▶ _Texte fourni_
▼
Victime ou bourreau ? Choisissez votre rôle en début de visite du mémorial!
Peut-être vous rappelez-vous Babi Yar — le « ravin des bonnes femmes ». C’est, dans un faubourg de Kiev, une ravine ombragée, laissée en l’état, où les Allemands, aidés par les supplétifs ukrainiens nazifiés, ont exterminé en 1942-1943 tout ce qu’ils ont pu trouver de Juifs d’abord, puis de dissidents ensuite. 22 000 personnes dès le premier jour — à l’ancienne, par balles. Puis encore 60 000 dans les semaines qui suivirent — Juifs, Tziganes, Polonais, parmi eux la poétesse ukrainienne et militante nationaliste Olena Teliha.
▲
▶ _Données enregistrées_
▼
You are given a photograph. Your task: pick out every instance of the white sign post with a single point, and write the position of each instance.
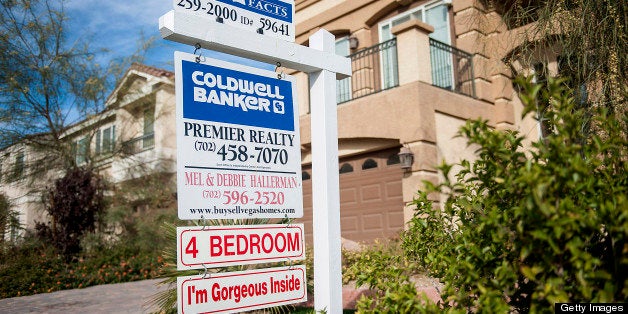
(324, 66)
(325, 184)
▲
▶ _Consigne_
Recopiez, s'il vous plaît, le passage du texte sur Babi Yar allant de « Victime ou bourreau » à « nationaliste Olena Teliha. ».

▶ _Réponse_
Victime ou bourreau ? Choisissez votre rôle en début de visite du mémorial!
Peut-être vous rappelez-vous Babi Yar — le « ravin des bonnes femmes ». C’est, dans un faubourg de Kiev, une ravine ombragée, laissée en l’état, où les Allemands, aidés par les supplétifs ukrainiens nazifiés, ont exterminé en 1942-1943 tout ce qu’ils ont pu trouver de Juifs d’abord, puis de dissidents ensuite. 22 000 personnes dès le premier jour — à l’ancienne, par balles. Puis encore 60 000 dans les semaines qui suivirent — Juifs, Tziganes, Polonais, parmi eux la poétesse ukrainienne et militante nationaliste Olena Teliha.